* [PASSAGE]
<<<<
Co-located with ACM CoNEXT 2026 · Utrecht, The Netherlands · December 2026

Network Traffic Classification – Reloaded

NTC-R 2026

Rigorous. Reproducible. Reloaded.

Network traffic classification is our flagship scenario for a broader question: How do we build trustworthy, reproducible AI for networking?

Why NTC-R?

A timely and necessary reassessment of network traffic classification.

Internet traffic classification has been a central topic in networking for more than two decades. It has evolved from traffic engineering, QoS, and application-aware management to encrypted traffic analysis, machine learning, and, more recently, AI-based approaches inspired by large language and foundation models.

Recent studies, however, have revealed major methodological weaknesses, particularly in representation learning for encrypted traffic. Reported improvements often arise from dataset leakage, shortcut learning, or unrealistic evaluation settings, raising doubts about whether models learn meaningful traffic properties or merely capture spurious correlations.

At the same time, the field still lacks widely accepted tasks, benchmarks, standardized datasets, and reproducible evaluation practices. Fragmented datasets, inconsistent pipelines, and limited reproducibility continue to slow scientific progress.
>>>>
* [SUPPLIED INFORMATION]
<<<<
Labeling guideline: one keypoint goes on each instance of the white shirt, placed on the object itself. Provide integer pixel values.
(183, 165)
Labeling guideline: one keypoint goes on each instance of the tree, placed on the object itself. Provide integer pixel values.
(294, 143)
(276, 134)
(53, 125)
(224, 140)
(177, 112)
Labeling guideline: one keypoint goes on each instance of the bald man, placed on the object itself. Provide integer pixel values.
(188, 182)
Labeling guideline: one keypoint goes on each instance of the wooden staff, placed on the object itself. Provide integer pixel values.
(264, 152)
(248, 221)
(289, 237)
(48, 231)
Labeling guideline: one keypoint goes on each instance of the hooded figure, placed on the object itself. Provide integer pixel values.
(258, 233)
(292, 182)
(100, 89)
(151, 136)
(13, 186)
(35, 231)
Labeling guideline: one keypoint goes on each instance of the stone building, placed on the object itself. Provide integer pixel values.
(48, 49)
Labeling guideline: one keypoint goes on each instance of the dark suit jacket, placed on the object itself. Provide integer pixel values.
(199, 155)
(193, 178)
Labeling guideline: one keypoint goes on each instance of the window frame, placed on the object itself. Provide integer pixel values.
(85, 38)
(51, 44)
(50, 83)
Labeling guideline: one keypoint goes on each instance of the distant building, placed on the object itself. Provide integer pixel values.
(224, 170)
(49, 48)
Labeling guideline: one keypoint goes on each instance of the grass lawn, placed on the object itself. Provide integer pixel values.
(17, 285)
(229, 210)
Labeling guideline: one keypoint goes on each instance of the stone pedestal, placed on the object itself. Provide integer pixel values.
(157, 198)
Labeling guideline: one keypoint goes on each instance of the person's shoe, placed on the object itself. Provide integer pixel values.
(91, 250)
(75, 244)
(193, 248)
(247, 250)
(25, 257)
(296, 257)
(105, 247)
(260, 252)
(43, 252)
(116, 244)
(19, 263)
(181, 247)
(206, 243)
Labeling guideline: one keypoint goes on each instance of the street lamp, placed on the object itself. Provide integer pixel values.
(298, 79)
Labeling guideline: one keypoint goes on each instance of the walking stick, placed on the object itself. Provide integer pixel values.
>>>>
* [TASKS FOR THIS EXERCISE]
**A)** Using the NTC-R page, decide whether each statement agrees with it: (i) NTC-R 2026 is co-located with ACM CoNEXT 2026 in Utrecht; (ii) the page describes internet traffic classification as a central networking topic for about ten years; (iii) the page reports that reported improvements can come from dataset leakage. For each, answer yes or no and quote the words that decide it.
**B)** List everything the NTC-R page says the field still lacks.

* [PER-TASK ANSWERS]
**A)**
(i) Yes: "Co-located with ACM CoNEXT 2026 · Utrecht, The Netherlands"
(ii) No: "Internet traffic classification has been a central topic in networking for more than two decades."
(iii) Yes: "Reported improvements often arise from dataset leakage, shortcut learning, or unrealistic evaluation settings"

**B)**
- widely accepted tasks
- benchmarks
- standardized datasets
- reproducible evaluation practices